(Beginning of EXCERPTED DATA)

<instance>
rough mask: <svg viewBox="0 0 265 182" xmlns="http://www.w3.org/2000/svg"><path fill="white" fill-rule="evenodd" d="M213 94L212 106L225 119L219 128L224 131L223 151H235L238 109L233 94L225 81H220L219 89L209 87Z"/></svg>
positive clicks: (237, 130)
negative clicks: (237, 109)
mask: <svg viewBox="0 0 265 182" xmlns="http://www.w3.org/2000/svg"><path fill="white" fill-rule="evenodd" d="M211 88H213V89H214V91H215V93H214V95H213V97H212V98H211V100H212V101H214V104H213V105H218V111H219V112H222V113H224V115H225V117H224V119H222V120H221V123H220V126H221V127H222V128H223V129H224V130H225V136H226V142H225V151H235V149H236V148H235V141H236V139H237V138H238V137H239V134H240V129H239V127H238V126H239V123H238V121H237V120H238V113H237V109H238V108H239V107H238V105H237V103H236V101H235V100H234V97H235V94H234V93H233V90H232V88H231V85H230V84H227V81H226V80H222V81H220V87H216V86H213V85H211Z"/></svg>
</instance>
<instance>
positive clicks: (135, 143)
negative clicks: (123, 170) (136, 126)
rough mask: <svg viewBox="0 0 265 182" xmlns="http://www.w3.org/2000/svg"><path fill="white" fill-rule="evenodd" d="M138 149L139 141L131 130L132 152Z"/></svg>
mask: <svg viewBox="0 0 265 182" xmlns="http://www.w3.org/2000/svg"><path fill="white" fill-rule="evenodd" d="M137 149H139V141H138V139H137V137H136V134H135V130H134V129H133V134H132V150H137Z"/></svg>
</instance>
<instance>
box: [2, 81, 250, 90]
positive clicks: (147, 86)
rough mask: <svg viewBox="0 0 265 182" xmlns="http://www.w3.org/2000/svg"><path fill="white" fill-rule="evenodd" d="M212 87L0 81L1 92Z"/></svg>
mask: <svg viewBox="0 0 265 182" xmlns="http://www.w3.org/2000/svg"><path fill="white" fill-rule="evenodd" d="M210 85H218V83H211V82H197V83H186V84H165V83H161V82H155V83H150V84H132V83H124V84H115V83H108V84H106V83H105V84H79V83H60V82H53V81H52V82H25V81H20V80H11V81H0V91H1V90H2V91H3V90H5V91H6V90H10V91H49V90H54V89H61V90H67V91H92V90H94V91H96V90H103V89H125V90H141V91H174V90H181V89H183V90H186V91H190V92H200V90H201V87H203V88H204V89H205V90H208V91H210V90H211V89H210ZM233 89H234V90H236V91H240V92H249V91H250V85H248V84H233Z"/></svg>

(End of EXCERPTED DATA)

> [WHAT TO PRODUCE]:
Write out exactly the lines that begin at the one containing "positive clicks: (135, 143)" and continue through the last line of the data, and only those.

> [TASK RESULT]:
positive clicks: (135, 143)
negative clicks: (123, 170) (136, 126)
rough mask: <svg viewBox="0 0 265 182" xmlns="http://www.w3.org/2000/svg"><path fill="white" fill-rule="evenodd" d="M138 149L139 141L131 130L132 152Z"/></svg>
mask: <svg viewBox="0 0 265 182" xmlns="http://www.w3.org/2000/svg"><path fill="white" fill-rule="evenodd" d="M137 149H139V141H138V139H137V137H136V134H135V130H134V129H133V134H132V150H137Z"/></svg>
</instance>
<instance>
box: [2, 81, 250, 90]
positive clicks: (147, 86)
rough mask: <svg viewBox="0 0 265 182" xmlns="http://www.w3.org/2000/svg"><path fill="white" fill-rule="evenodd" d="M212 87L0 81L1 92Z"/></svg>
mask: <svg viewBox="0 0 265 182" xmlns="http://www.w3.org/2000/svg"><path fill="white" fill-rule="evenodd" d="M210 85H218V83H211V82H197V83H186V84H165V83H161V82H155V83H150V84H132V83H124V84H115V83H108V84H106V83H105V84H79V83H60V82H53V81H52V82H25V81H20V80H11V81H0V91H1V90H2V91H3V90H5V91H6V90H10V91H49V90H54V89H61V90H67V91H92V90H94V91H96V90H103V89H125V90H141V91H174V90H181V89H183V90H186V91H190V92H200V90H201V87H203V88H204V89H205V90H208V91H210V90H211V89H210ZM233 89H234V90H236V91H240V92H249V91H250V85H248V84H233Z"/></svg>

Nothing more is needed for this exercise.